**** Input for this task

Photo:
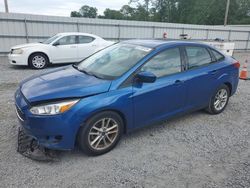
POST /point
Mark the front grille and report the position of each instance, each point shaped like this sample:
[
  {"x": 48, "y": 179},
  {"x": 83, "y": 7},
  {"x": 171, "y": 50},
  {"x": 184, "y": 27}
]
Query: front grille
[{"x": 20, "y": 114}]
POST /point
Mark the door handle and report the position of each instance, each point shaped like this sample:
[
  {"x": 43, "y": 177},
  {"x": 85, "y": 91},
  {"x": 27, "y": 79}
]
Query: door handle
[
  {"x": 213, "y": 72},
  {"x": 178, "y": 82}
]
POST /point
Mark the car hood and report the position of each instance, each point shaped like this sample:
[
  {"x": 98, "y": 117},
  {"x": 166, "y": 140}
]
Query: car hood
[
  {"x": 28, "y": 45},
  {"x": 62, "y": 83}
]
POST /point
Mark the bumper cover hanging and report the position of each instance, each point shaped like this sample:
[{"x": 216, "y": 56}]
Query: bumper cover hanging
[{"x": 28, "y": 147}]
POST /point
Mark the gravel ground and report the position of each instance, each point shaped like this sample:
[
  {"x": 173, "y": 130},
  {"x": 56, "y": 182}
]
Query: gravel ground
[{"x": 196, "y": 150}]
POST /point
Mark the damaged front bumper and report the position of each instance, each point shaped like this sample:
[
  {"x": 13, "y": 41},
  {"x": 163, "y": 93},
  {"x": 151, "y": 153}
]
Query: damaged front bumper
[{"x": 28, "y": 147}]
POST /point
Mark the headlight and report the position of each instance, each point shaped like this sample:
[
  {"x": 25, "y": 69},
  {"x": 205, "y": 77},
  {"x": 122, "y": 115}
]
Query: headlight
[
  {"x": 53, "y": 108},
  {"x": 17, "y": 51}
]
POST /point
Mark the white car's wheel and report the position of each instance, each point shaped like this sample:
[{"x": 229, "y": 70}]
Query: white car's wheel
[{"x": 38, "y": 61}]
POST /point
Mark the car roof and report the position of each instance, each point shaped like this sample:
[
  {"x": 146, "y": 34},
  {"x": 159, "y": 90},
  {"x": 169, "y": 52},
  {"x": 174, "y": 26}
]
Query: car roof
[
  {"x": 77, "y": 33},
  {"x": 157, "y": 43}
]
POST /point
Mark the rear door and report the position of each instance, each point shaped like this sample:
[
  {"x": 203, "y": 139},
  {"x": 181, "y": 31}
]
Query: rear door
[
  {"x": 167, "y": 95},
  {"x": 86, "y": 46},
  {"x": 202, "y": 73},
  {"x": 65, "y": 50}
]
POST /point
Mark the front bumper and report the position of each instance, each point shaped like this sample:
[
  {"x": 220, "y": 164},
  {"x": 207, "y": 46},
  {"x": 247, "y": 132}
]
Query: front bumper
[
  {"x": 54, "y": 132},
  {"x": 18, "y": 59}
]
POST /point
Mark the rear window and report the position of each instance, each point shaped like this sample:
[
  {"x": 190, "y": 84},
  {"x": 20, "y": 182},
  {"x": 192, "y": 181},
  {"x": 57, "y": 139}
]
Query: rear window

********
**** Input for this task

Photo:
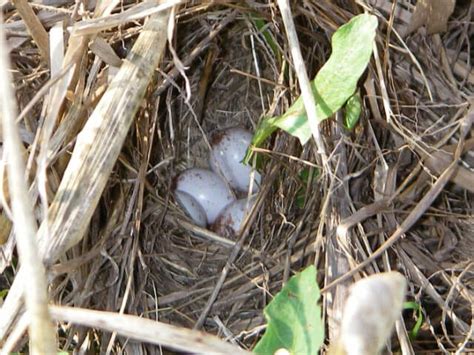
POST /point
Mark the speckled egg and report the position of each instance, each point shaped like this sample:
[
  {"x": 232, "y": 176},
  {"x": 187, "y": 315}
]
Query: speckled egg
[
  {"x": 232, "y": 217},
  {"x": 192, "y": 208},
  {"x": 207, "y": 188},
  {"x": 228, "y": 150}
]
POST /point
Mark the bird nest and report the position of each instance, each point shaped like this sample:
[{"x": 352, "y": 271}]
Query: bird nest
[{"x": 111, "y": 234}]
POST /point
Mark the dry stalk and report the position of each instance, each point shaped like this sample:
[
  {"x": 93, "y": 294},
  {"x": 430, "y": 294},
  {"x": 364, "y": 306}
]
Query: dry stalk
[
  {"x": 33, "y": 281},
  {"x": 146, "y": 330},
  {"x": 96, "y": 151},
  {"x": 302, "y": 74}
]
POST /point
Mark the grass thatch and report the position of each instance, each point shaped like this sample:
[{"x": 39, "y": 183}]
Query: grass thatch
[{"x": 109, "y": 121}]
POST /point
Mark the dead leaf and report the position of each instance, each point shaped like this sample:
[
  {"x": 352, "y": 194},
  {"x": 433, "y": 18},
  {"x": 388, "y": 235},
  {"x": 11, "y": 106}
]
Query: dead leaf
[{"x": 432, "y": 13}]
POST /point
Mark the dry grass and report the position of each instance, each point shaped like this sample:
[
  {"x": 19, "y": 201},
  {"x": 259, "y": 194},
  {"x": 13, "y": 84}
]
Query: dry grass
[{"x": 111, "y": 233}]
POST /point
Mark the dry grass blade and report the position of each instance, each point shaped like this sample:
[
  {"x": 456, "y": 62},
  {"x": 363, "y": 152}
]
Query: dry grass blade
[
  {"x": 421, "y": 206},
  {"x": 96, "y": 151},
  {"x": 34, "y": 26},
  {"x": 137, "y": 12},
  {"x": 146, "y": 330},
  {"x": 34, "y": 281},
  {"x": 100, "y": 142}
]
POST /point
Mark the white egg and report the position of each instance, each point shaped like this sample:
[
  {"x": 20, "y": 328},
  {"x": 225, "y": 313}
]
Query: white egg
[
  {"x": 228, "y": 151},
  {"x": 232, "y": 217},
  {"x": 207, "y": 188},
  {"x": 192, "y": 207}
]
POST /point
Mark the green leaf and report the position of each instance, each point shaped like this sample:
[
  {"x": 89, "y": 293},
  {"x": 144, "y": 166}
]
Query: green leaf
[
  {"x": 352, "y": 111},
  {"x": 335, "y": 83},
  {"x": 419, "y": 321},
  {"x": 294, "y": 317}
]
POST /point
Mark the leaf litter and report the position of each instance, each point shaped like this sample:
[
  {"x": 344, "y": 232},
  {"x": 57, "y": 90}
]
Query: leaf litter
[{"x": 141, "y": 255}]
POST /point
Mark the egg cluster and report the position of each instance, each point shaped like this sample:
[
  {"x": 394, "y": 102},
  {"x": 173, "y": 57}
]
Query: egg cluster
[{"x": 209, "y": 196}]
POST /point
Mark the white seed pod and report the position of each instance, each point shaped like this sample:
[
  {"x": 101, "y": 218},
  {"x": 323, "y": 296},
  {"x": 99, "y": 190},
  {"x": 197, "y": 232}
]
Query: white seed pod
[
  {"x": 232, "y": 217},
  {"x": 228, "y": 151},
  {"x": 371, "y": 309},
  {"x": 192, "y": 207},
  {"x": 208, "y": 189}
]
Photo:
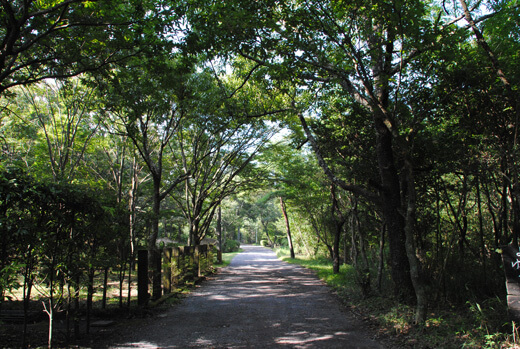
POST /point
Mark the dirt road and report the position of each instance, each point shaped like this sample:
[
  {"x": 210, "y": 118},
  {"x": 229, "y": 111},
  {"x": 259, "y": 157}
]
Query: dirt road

********
**** Input for this task

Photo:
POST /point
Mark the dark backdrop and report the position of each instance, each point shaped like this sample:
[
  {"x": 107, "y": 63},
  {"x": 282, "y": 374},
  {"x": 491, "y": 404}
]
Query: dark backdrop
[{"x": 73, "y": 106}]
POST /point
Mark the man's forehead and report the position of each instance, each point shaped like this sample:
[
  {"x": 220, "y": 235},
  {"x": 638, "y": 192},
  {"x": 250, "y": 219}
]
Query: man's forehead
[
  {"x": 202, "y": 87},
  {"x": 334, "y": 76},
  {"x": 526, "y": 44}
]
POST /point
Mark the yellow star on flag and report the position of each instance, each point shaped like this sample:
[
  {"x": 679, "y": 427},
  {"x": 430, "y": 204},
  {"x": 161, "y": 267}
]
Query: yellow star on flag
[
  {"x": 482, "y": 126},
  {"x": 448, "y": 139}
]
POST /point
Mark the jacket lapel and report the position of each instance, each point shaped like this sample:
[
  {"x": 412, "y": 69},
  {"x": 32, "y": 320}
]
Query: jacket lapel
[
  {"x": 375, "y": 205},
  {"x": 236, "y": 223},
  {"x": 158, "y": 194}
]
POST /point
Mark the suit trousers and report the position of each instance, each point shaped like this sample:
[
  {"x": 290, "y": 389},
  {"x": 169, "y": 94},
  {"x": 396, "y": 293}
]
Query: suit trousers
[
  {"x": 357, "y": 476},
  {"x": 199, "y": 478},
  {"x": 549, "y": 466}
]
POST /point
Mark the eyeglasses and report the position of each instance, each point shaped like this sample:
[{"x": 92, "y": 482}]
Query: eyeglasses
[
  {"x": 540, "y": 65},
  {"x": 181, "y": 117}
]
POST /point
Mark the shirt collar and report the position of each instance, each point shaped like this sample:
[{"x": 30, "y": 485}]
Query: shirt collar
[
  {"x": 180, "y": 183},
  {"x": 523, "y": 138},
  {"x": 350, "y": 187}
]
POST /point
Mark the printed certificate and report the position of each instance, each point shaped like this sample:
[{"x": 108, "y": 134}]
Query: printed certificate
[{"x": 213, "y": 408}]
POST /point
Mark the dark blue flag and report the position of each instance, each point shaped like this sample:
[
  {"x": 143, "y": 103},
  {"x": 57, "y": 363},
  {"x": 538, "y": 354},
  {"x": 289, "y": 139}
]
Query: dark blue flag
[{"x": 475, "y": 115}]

********

# [Required action]
Starting at the line above that holds "Mark the leaf", return each line up to and including the one that holds "Query: dirt road", exactly as written, minus any pictures.

# [Result of this exercise]
Mark the leaf litter and report the position of each instance, each point shaped like this sample:
[
  {"x": 344, "y": 232},
  {"x": 57, "y": 90}
]
Query: leaf litter
[{"x": 141, "y": 255}]
POST /point
Mark the egg cluster and report the position of each instance, each point shaped like this sample:
[
  {"x": 394, "y": 102},
  {"x": 173, "y": 57}
]
Query: egg cluster
[{"x": 209, "y": 196}]
POST /point
Mark the white seed pod and report the position of each instance, each point shaped like this sample:
[
  {"x": 101, "y": 218},
  {"x": 323, "y": 296},
  {"x": 99, "y": 190},
  {"x": 197, "y": 232}
]
Query: white seed pod
[
  {"x": 232, "y": 217},
  {"x": 228, "y": 151},
  {"x": 371, "y": 309},
  {"x": 192, "y": 207},
  {"x": 208, "y": 189}
]
Photo:
POST /point
Mark the dirt road and report the position of each instance, each point shaped like this sample:
[
  {"x": 210, "y": 118},
  {"x": 229, "y": 111},
  {"x": 259, "y": 157}
]
Query: dirt road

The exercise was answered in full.